Goal of the exercise: Print only the closing part of the entries. It starts at the line containing "Mark a point on each instance of the stadium spectator" and includes the final line, exactly as written.

━━━━━━━━━━

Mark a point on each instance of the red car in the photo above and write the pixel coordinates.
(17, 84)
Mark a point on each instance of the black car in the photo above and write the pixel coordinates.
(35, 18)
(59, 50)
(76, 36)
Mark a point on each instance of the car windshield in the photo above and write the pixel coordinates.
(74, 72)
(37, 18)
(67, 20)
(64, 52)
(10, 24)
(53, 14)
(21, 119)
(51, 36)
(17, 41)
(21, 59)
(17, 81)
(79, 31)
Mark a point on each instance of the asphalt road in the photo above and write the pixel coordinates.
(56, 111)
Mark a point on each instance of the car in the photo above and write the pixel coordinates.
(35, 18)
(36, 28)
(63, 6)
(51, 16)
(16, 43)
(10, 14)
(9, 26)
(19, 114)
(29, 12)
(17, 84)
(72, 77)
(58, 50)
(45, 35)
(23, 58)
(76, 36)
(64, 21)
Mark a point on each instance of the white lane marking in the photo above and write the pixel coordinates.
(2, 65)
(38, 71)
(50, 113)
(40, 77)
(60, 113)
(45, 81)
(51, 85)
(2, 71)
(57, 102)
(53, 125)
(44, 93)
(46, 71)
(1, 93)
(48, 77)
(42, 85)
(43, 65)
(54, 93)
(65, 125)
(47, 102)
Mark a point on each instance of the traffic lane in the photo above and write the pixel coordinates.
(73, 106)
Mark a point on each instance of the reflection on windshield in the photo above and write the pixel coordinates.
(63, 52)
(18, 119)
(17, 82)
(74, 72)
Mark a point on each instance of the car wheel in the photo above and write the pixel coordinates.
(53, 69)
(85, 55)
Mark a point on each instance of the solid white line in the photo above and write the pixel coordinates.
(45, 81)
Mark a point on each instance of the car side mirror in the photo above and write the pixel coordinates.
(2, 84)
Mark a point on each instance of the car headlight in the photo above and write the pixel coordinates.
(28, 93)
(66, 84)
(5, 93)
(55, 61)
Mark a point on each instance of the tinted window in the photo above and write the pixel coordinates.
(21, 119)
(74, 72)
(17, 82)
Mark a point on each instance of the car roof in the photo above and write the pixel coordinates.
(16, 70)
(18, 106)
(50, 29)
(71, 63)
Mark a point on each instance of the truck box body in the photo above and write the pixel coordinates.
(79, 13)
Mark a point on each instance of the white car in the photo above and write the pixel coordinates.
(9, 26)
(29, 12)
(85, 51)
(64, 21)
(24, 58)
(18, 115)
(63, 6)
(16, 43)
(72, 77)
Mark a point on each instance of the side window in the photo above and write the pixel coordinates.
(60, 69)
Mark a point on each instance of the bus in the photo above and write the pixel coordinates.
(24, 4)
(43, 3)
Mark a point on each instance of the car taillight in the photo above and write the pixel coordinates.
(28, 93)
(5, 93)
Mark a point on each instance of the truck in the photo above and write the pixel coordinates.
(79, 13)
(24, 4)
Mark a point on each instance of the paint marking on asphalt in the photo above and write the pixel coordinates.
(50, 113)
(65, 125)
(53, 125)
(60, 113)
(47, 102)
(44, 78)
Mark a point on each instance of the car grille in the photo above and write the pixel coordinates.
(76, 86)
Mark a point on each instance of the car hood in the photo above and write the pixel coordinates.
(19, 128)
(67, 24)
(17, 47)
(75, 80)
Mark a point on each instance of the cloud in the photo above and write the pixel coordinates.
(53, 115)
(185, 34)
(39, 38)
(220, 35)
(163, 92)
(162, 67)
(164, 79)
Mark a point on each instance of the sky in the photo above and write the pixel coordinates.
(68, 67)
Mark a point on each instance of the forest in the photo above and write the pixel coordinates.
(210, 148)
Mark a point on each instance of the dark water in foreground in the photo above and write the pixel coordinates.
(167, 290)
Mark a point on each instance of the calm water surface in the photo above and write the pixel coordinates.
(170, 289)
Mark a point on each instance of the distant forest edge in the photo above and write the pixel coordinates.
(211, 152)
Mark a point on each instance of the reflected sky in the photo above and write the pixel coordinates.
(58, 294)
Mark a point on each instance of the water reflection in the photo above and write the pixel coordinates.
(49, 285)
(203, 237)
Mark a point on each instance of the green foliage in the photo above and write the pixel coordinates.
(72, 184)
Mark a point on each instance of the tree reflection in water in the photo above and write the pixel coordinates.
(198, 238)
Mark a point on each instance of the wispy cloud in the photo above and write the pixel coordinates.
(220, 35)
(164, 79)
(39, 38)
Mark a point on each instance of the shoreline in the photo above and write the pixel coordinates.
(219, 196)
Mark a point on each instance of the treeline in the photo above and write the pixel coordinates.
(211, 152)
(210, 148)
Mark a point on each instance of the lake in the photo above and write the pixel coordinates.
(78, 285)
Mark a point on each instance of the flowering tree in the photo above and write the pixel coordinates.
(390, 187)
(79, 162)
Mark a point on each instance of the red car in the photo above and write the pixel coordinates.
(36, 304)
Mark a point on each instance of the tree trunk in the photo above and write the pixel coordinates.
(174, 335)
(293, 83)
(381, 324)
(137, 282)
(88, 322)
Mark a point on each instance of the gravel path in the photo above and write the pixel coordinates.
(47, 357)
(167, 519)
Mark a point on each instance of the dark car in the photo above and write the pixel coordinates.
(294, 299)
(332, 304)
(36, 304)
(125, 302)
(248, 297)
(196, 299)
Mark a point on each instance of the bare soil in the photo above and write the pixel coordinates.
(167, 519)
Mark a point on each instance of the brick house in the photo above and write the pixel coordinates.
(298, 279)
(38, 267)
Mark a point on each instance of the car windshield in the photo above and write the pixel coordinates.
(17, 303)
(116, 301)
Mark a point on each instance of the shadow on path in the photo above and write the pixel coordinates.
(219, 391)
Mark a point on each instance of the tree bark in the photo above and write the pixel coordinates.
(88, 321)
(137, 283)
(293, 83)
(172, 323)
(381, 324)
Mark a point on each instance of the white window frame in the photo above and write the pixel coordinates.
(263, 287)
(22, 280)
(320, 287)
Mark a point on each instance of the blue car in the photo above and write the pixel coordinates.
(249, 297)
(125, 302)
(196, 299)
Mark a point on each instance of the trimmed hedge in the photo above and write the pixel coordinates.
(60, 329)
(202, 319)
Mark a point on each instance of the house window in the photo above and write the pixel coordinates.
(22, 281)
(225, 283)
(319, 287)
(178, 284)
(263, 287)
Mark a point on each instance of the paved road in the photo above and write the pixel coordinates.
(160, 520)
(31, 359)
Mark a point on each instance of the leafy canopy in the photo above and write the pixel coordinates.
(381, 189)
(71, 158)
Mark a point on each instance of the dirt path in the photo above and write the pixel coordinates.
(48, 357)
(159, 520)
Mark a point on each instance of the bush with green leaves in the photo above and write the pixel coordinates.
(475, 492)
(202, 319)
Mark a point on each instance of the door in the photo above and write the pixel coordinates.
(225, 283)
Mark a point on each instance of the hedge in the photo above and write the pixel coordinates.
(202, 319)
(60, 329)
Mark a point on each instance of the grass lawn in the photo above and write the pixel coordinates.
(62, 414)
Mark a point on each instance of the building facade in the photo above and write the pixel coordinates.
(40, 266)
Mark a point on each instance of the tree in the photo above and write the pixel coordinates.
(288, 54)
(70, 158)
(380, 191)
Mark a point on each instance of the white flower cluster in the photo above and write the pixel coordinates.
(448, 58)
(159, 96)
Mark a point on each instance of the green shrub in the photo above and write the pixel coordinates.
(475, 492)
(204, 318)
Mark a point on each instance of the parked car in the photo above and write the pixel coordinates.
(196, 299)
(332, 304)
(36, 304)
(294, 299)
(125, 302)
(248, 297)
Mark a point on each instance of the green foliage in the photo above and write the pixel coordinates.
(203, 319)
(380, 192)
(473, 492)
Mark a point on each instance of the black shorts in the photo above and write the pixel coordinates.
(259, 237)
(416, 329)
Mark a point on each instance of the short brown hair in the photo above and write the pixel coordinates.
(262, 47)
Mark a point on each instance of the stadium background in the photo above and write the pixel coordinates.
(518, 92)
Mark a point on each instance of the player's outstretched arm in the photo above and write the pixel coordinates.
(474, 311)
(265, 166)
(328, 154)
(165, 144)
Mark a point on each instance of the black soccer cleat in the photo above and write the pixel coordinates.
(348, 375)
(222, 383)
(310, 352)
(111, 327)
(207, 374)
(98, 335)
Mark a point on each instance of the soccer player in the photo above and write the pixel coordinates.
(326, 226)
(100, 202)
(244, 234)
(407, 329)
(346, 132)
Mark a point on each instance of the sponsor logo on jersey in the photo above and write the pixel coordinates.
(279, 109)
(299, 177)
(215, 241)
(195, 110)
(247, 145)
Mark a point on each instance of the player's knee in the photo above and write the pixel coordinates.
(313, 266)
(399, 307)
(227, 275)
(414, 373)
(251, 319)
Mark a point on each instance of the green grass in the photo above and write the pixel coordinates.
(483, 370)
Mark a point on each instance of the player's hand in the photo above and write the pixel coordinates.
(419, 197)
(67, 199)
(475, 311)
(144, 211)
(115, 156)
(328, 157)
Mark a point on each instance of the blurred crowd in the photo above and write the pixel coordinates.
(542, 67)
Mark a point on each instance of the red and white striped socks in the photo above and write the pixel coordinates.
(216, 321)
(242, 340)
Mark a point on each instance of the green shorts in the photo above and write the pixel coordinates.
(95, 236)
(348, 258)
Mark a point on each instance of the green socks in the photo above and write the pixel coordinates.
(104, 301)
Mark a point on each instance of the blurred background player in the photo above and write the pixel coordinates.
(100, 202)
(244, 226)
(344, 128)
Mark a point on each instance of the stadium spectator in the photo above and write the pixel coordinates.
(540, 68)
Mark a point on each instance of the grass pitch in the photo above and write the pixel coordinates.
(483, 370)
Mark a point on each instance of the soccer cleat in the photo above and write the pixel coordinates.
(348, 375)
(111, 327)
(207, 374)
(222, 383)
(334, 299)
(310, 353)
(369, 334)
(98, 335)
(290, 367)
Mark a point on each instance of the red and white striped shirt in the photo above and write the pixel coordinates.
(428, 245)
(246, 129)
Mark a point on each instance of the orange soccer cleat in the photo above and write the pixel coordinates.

━━━━━━━━━━

Solution to the exercise:
Mark a point on each instance of the stadium spectator in the photo above and write the pixel coordinates.
(540, 68)
Mark a point on each instance of the grass pitch in the photo above and write the pixel coordinates.
(483, 370)
Mark a point on each instance of the soccer cleat in the photo above and write the pixel coordinates.
(348, 375)
(111, 327)
(207, 374)
(222, 383)
(334, 299)
(310, 353)
(369, 334)
(98, 335)
(290, 367)
Mark a point on each instance of the red and white striped shirt in the photo above and write the pixel coordinates.
(428, 245)
(246, 129)
Mark a point on each instance of the orange soccer cleat in the photo above and write the pixel coordinates.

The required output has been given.